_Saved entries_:

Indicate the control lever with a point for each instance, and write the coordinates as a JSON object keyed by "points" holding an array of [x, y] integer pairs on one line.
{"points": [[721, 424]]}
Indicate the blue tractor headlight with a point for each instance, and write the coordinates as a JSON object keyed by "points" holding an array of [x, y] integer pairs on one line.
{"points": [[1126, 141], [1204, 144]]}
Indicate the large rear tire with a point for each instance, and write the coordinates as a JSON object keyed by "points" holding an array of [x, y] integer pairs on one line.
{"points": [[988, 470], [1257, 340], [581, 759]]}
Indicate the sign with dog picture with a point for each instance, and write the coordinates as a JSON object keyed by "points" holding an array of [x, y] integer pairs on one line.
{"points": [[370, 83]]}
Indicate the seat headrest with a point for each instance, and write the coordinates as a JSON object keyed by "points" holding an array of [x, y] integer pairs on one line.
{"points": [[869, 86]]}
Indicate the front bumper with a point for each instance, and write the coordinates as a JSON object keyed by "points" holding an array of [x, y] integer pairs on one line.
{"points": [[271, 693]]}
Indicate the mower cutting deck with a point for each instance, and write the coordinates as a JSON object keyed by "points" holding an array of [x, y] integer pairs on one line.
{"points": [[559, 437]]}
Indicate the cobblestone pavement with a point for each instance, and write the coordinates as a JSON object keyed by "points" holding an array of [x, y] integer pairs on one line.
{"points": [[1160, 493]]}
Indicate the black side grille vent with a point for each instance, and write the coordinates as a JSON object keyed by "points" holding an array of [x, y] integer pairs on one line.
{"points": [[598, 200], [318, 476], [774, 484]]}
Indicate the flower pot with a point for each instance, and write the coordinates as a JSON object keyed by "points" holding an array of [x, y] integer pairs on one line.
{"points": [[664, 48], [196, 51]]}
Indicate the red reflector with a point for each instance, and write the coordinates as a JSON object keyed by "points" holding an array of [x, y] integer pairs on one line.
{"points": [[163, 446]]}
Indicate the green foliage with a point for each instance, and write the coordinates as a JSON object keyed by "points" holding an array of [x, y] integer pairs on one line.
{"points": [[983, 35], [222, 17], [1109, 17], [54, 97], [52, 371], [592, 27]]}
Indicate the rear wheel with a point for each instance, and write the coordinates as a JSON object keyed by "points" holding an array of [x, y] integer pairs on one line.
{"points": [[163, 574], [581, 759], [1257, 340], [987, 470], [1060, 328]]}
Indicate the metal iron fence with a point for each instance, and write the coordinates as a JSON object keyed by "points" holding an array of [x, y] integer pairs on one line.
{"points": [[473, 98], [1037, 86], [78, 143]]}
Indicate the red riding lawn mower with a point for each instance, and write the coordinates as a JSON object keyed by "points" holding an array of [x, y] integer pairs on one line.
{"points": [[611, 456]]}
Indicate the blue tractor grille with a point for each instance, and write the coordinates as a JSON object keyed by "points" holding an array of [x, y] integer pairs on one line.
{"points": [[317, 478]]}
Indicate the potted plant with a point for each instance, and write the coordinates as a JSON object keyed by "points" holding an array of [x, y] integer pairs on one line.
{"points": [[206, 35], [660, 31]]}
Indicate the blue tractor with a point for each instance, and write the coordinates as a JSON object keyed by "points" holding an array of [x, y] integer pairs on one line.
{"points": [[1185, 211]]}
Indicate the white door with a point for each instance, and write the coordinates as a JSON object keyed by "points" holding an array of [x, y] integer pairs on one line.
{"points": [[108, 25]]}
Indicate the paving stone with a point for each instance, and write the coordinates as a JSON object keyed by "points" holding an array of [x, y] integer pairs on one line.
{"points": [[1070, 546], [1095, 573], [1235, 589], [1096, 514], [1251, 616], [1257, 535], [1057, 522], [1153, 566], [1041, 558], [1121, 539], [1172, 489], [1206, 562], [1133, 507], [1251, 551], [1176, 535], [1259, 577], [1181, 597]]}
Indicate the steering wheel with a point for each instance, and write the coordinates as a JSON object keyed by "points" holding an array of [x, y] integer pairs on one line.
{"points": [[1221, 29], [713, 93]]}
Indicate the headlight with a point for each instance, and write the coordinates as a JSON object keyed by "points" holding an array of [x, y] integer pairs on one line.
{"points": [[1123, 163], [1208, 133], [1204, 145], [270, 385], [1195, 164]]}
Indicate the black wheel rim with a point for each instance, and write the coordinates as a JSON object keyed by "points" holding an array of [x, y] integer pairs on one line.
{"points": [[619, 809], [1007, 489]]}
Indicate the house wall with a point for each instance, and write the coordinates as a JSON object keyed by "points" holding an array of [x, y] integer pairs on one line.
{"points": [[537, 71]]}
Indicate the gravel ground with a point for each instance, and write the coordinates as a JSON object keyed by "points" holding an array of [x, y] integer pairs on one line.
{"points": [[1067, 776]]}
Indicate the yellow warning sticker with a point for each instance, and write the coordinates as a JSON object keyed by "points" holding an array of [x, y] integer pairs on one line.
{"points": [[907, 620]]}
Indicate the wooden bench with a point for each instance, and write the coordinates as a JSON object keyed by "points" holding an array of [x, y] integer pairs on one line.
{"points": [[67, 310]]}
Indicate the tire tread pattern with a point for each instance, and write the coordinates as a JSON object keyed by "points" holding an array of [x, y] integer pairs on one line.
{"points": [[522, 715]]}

_WHAT NEEDS TO BE DONE_: In full and verbatim, transcribe the data.

_ANSWER TO THIS EXERCISE_:
Indicate the control lever with a point for each instance, and write the coordinates as a JSON object keyed by "points" holding an array of [x, y] integer pairs on one line.
{"points": [[721, 424]]}
Indicate the blue tractor headlight with a point for each instance, and write the coordinates as a JSON object keyed by "points" holding an array of [x, y] integer pairs on one line.
{"points": [[1126, 141], [1204, 144]]}
Indicate the large rear tire with a point for each instance, and write the coordinates as a JSON object keyed by "points" holding an array of [x, y] integer pairs on one line.
{"points": [[988, 470], [1257, 340], [581, 759]]}
Indicate the sign with dog picture with a point for each instance, and write the coordinates as a JSON object keyed by "points" holding an array of [x, y] integer pairs on one line.
{"points": [[370, 83]]}
Indicate the seat headrest with a point for each instance, and write the coordinates as a JSON object keyed by "points" holding an array of [x, y] integer pairs on one line.
{"points": [[869, 86]]}
Indicate the front bumper with a point for each instance, and write the coordinates as a JSON object keyed by "points" holding an array of [x, y] integer pairs on one line.
{"points": [[271, 693]]}
Indicate the mower cutting deck with a point for each instance, and write the coordinates as a JSON object keyed by "points" holding an array of [x, y] integer pairs on one line.
{"points": [[559, 437]]}
Indicate the cobblestone pavement with a point for each instance, and write the coordinates as a JSON object keyed by "points" holding an array of [x, y] integer pairs on one line.
{"points": [[1160, 493]]}
Indicate the black side grille vent with a point for each instance, and write the coordinates as a JSON object keyed by "points" holding an array of [x, y] integer pairs on one line.
{"points": [[598, 200], [318, 476], [774, 484]]}
Indicate the flower pot with a point for each instance, and write the coordinates as a JSON object keyed by "points" holding an array of [x, y] integer pairs on one line.
{"points": [[664, 48], [196, 51]]}
Indicate the red reflector with a point for each instance, and write the coordinates as a JSON object keyed by "points" holding an array of [x, y] integer pairs on one line.
{"points": [[163, 446]]}
Indicate the green foliage with a point for each instance, and write the coordinates as a JSON object keyed by "points" holding an array of [x, y] integer pairs on one line.
{"points": [[983, 35], [222, 17], [1109, 17], [54, 97], [52, 371], [592, 27]]}
Indicate the rear wheel with a point for each instance, and write the coordinates as a JSON object keyed by "points" holding an array of [x, y] integer pairs on one line.
{"points": [[163, 574], [581, 759], [1257, 340], [987, 470], [1060, 328]]}
Indicate the metal iron fence with a point for each instance, and write the coordinates as a JSON object keyed by "points" holding an array of [x, y] integer pairs on one line.
{"points": [[473, 98], [1037, 86], [78, 143]]}
Indicate the red riding lawn mower with a point for each instance, and write the coordinates as a JSON object keyed by "points" holding an array of [x, y] integer pairs on one line.
{"points": [[611, 456]]}
Indicate the blue tractor grille with a point for each instance, and write the coordinates as a JSON object keyed by "points" holding an array of [x, y] integer pairs on one line.
{"points": [[317, 478]]}
Indicate the potted plant with a point for each instance, and write the coordinates as a JSON object keyed by "points" holding an array of [x, y] integer pairs on one line.
{"points": [[206, 35], [660, 31]]}
Indicate the blue tractor with a point for each instance, and write the coordinates as a JSON object keyed by "points" holding an array of [x, y] integer pairs on one line.
{"points": [[1185, 211]]}
Indicate the white door with a point for each instance, and write the coordinates as a JSON object keyed by "points" holding an array of [x, y] integer pairs on one line.
{"points": [[108, 25]]}
Indicate the paving stone with a point for each instance, and write the coordinates as a JSON object keyed by "points" holding an array of [x, y] integer pairs on one line.
{"points": [[1070, 546], [1095, 573], [1235, 589], [1096, 514], [1251, 616], [1257, 535], [1057, 522], [1153, 566], [1041, 558], [1121, 539], [1172, 489], [1206, 562], [1133, 507], [1251, 551], [1176, 535], [1259, 577], [1181, 597]]}
Indicate the steering wheel with a point for each instance, and write the coordinates as a JSON object keyed by "points" holding an array of [x, y] integer pairs on one line.
{"points": [[1221, 29], [713, 93]]}
Indicate the headlight with a point for each instance, and write the coordinates as a JSON object keyed by "points" holding an array of [x, y] integer pairs on one line.
{"points": [[1123, 163], [1208, 133], [1204, 145], [270, 385], [1195, 164]]}
Indicate the black wheel rim with a point for each instance, and write the coordinates as a JSON object keyed by "points" holding an array of [x, y] integer pairs on one line.
{"points": [[619, 809], [1007, 489]]}
Indicate the house wall with a point for each instance, and write the coordinates as a JSON object keyed by "points" holding an array of [x, y] integer pairs on one line.
{"points": [[537, 71]]}
Indicate the gravel ground with a point for each instance, and write the coordinates as a JSON object keyed by "points" holding an array of [x, y] integer pairs on one line.
{"points": [[1067, 776]]}
Indicate the yellow warning sticker with a point for each instance, and write the coordinates as a JSON object keyed by "points" holding an array of [x, y] integer pairs on one line.
{"points": [[907, 620]]}
Indicate the wooden bench with a point for each instance, and write the coordinates as a JSON object keyed by "points" holding an array of [x, y] integer pairs on one line.
{"points": [[67, 310]]}
Indicate the tire tread pattern with a point for each instance, and write the coordinates as a JSON object keyed by "points" holding an array of [x, y] integer pairs on one line.
{"points": [[522, 715]]}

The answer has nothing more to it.